## Task requirements
In the entries below, list every line that contains the string "window", copying each one in full and treating uppercase and lowercase letters as different.

::: Information shown :::

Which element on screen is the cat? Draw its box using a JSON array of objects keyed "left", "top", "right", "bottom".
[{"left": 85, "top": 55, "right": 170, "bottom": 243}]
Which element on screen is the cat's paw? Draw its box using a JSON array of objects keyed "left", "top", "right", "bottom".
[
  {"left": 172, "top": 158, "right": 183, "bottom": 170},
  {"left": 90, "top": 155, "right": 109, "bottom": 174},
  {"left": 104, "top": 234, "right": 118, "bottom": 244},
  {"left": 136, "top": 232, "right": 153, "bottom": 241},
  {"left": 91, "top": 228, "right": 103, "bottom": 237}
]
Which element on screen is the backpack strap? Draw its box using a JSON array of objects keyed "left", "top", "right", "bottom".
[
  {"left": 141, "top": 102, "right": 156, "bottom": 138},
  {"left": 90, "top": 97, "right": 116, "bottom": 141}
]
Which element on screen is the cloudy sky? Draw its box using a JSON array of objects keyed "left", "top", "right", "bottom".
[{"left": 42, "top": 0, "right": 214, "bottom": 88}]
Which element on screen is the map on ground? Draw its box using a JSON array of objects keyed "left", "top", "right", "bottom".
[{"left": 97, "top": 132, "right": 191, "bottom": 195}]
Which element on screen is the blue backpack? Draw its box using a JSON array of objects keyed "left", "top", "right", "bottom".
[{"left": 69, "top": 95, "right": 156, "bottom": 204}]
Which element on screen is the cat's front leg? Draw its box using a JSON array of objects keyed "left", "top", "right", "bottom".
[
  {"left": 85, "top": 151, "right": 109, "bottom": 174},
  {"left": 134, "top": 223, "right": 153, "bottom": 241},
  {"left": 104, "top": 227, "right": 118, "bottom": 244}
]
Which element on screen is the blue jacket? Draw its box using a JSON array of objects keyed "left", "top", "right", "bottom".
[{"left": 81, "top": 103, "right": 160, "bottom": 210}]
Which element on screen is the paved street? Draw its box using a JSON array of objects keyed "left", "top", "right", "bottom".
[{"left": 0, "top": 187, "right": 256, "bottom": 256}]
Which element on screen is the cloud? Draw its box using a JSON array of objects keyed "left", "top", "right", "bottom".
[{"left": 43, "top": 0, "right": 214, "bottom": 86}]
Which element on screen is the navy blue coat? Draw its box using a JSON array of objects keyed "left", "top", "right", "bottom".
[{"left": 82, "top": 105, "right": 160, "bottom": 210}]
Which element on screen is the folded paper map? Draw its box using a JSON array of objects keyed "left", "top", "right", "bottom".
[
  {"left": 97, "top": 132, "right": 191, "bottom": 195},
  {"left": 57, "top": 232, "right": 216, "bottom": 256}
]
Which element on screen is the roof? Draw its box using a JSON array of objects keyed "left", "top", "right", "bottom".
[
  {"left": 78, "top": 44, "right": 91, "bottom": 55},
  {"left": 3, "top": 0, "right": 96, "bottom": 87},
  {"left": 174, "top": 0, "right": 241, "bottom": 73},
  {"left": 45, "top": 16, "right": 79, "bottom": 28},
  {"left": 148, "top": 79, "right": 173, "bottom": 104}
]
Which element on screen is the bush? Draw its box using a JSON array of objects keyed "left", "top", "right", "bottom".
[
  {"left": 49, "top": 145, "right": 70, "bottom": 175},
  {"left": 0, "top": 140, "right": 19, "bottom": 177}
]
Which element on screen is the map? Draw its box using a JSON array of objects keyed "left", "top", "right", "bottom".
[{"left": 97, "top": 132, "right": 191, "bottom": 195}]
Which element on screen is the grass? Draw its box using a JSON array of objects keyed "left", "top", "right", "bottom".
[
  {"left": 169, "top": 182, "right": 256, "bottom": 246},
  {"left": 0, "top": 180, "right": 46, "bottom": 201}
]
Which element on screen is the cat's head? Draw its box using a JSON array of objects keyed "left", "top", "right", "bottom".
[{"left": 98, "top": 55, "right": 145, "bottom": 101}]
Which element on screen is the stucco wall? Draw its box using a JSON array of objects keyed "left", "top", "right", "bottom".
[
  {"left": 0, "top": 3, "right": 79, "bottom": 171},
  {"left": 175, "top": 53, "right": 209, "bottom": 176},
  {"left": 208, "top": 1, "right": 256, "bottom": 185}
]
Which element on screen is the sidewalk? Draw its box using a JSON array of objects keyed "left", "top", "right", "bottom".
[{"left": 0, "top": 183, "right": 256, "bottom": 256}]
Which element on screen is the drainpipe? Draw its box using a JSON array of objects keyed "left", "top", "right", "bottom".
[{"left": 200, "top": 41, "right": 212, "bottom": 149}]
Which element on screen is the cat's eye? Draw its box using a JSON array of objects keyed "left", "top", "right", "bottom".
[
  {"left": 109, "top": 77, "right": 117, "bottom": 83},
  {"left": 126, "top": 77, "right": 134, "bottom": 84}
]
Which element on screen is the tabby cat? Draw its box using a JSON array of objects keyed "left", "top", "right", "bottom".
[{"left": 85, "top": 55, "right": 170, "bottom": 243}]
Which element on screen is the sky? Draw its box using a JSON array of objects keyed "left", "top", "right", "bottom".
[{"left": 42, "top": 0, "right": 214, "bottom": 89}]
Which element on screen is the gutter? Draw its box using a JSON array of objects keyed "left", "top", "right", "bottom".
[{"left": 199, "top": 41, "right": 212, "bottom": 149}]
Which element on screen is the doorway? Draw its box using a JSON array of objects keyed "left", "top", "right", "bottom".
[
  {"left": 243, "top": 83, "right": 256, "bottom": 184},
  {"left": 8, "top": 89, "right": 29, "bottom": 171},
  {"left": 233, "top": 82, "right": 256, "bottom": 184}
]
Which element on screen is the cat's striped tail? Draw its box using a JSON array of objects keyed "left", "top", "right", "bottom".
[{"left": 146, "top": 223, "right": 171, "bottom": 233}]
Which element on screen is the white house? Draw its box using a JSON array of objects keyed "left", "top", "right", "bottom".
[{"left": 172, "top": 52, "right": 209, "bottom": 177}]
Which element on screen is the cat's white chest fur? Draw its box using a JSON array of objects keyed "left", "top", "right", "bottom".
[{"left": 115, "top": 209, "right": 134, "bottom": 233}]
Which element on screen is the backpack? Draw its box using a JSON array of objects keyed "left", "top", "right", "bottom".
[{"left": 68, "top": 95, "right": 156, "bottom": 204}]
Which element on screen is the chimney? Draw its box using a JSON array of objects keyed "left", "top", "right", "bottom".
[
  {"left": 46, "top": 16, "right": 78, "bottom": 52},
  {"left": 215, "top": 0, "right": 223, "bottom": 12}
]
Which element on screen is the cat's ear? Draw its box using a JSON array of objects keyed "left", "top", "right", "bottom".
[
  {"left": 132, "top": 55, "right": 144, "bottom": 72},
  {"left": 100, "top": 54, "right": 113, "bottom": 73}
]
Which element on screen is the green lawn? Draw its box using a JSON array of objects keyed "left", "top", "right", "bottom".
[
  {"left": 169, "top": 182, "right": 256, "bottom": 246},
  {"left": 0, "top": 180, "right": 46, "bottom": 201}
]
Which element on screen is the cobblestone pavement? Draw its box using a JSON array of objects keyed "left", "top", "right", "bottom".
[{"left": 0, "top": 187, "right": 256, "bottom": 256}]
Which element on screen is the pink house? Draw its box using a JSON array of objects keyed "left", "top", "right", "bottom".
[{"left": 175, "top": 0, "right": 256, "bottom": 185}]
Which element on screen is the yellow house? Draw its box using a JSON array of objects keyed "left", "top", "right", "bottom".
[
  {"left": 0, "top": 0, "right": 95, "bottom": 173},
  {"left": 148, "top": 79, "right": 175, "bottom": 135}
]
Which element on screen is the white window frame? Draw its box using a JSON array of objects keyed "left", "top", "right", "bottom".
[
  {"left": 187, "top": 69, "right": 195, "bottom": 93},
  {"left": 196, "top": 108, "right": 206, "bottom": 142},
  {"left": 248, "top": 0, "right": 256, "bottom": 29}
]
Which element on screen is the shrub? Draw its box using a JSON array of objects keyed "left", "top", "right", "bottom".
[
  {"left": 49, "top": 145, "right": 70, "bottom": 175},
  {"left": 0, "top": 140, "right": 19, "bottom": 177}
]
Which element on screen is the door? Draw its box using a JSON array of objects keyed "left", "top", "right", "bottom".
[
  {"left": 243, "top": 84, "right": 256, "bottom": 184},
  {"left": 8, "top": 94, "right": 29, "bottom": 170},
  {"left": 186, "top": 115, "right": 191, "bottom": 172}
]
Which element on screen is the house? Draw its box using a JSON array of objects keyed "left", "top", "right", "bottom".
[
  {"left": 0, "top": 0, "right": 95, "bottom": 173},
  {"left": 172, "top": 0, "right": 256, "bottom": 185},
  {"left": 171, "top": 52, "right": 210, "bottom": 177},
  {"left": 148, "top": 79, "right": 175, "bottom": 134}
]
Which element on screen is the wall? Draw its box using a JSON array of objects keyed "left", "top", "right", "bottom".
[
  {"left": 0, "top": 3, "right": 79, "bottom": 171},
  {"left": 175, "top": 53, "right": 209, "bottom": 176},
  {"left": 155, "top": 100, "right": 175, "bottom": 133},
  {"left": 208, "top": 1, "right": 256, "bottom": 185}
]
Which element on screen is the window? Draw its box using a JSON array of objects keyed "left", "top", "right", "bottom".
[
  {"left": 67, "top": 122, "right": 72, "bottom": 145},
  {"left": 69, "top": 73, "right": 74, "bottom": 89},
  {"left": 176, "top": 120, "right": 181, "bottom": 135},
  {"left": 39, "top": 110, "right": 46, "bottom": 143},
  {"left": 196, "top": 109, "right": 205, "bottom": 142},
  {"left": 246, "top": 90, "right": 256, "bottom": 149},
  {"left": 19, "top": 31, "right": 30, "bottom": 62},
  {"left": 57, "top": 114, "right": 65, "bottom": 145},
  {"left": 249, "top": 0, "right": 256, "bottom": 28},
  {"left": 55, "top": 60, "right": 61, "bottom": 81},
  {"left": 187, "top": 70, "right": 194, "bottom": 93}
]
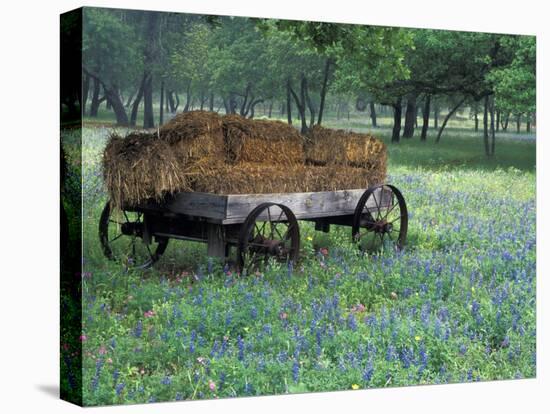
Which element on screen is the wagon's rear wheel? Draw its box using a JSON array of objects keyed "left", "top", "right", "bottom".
[
  {"left": 352, "top": 184, "right": 409, "bottom": 253},
  {"left": 99, "top": 203, "right": 168, "bottom": 269},
  {"left": 237, "top": 203, "right": 300, "bottom": 274}
]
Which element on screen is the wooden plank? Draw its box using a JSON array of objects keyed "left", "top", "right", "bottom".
[
  {"left": 223, "top": 189, "right": 391, "bottom": 224},
  {"left": 206, "top": 223, "right": 225, "bottom": 257},
  {"left": 165, "top": 193, "right": 227, "bottom": 221},
  {"left": 156, "top": 189, "right": 392, "bottom": 224}
]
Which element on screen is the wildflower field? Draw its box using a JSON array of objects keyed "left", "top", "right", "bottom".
[{"left": 61, "top": 127, "right": 536, "bottom": 405}]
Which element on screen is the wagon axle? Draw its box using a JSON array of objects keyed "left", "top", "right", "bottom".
[
  {"left": 99, "top": 184, "right": 408, "bottom": 274},
  {"left": 120, "top": 222, "right": 144, "bottom": 237}
]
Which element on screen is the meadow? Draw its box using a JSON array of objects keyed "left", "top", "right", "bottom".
[{"left": 62, "top": 115, "right": 536, "bottom": 405}]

:::

## Task output
Which element on screen is the white window frame? Draw its box using a JSON array of objects keyed "left", "top", "right", "bottom".
Which element on screen is the window? Draw its box using a JSON array of objects keyed "left", "top", "right", "bottom".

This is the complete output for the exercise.